Goal » Return the complete listing that follows, with each line reproduced exactly.

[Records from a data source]
—————

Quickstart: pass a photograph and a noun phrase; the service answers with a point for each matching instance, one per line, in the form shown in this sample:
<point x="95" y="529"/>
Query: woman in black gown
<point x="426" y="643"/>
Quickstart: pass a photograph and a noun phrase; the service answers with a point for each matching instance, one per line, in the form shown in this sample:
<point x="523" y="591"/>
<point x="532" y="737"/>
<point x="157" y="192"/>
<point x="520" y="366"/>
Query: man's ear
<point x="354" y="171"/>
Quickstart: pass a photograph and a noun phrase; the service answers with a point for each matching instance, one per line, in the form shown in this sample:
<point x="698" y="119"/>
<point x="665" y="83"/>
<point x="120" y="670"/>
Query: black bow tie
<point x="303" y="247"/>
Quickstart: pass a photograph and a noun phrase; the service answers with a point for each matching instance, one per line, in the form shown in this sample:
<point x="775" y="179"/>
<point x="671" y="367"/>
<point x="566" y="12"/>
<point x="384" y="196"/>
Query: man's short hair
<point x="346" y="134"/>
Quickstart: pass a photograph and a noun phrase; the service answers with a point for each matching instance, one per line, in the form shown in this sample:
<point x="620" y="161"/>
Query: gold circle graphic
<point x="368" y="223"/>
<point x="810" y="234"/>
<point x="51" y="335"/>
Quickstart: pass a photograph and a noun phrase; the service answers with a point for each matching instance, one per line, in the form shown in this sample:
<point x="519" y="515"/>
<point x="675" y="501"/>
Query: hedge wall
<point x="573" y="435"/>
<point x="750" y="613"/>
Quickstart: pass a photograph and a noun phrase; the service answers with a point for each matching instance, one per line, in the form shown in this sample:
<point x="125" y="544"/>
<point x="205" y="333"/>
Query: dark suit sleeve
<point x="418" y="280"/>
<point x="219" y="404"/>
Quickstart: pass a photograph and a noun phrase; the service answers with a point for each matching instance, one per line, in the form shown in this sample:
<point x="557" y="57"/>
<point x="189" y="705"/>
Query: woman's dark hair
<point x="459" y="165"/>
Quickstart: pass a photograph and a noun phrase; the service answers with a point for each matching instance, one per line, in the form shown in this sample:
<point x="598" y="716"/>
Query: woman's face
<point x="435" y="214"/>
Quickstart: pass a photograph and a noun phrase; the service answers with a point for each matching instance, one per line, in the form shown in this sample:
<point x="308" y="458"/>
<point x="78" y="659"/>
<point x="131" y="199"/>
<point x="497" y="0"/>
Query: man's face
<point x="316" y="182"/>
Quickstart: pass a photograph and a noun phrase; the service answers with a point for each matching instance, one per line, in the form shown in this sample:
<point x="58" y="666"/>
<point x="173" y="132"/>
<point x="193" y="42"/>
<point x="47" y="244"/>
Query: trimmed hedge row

—————

Final answer »
Quickstart: pass a photograph and a noun phrase; the service answers with a point for each matching instance, one per line, in the form shown in this sample:
<point x="95" y="529"/>
Query: woman in black gown
<point x="426" y="643"/>
Quickstart: pass a photograph and a noun phrase; the service answers with a point for each matching instance, one per line, in the form shown in this sample:
<point x="523" y="591"/>
<point x="532" y="737"/>
<point x="157" y="192"/>
<point x="520" y="366"/>
Query: man's ear
<point x="354" y="171"/>
Quickstart: pass a photograph and a noun phrase; the service answers with a point for each matching instance, one per line, in the form shown in this sample:
<point x="698" y="119"/>
<point x="665" y="83"/>
<point x="120" y="670"/>
Query: black bow tie
<point x="303" y="247"/>
Quickstart: pass a photograph and a noun phrase; the service answers with a point for each matching instance, one per line, in the form shown in this sample:
<point x="775" y="179"/>
<point x="671" y="367"/>
<point x="566" y="12"/>
<point x="384" y="196"/>
Query: man's short hair
<point x="346" y="134"/>
Quickstart: pass a photograph and a noun phrase; the service answers with a point for each matching instance, one per line, in the form shown in this sample:
<point x="620" y="161"/>
Query: gold circle graphic
<point x="368" y="223"/>
<point x="810" y="234"/>
<point x="51" y="335"/>
Quickstart: pass a photograph and a noun phrase; the service answers with a point for each matching instance, one per line, in the form shown in this sample:
<point x="519" y="515"/>
<point x="675" y="501"/>
Query: hedge wall
<point x="573" y="435"/>
<point x="750" y="613"/>
Quickstart: pass a photograph and a noun phrase; the service answers with a point for each matching instance, one per line, in the form shown in this sample:
<point x="125" y="544"/>
<point x="205" y="333"/>
Query: dark suit sleeve
<point x="418" y="280"/>
<point x="219" y="404"/>
Quickstart: pass a photograph and a noun phrase; the service answers with a point for each matching instance, one per line, in the form shown in this sample:
<point x="557" y="57"/>
<point x="189" y="705"/>
Query: woman's dark hair
<point x="459" y="165"/>
Quickstart: pass a photograph and a noun phrase; the service answers with a point for each matching instance, one per line, in the form shown in this sample:
<point x="598" y="716"/>
Query: woman's face
<point x="435" y="214"/>
Quickstart: pass a photograph and a noun phrase; the service answers with a point for each matching instance, one per line, in the form shown in this sample:
<point x="308" y="458"/>
<point x="78" y="659"/>
<point x="131" y="199"/>
<point x="497" y="0"/>
Query: man's face
<point x="316" y="182"/>
Quickstart: pass a photograph and a noun phrase; the service answers with a point for each matching instance, one per line, in the form shown in this sample:
<point x="58" y="666"/>
<point x="173" y="132"/>
<point x="193" y="42"/>
<point x="47" y="244"/>
Query: trimmed hedge row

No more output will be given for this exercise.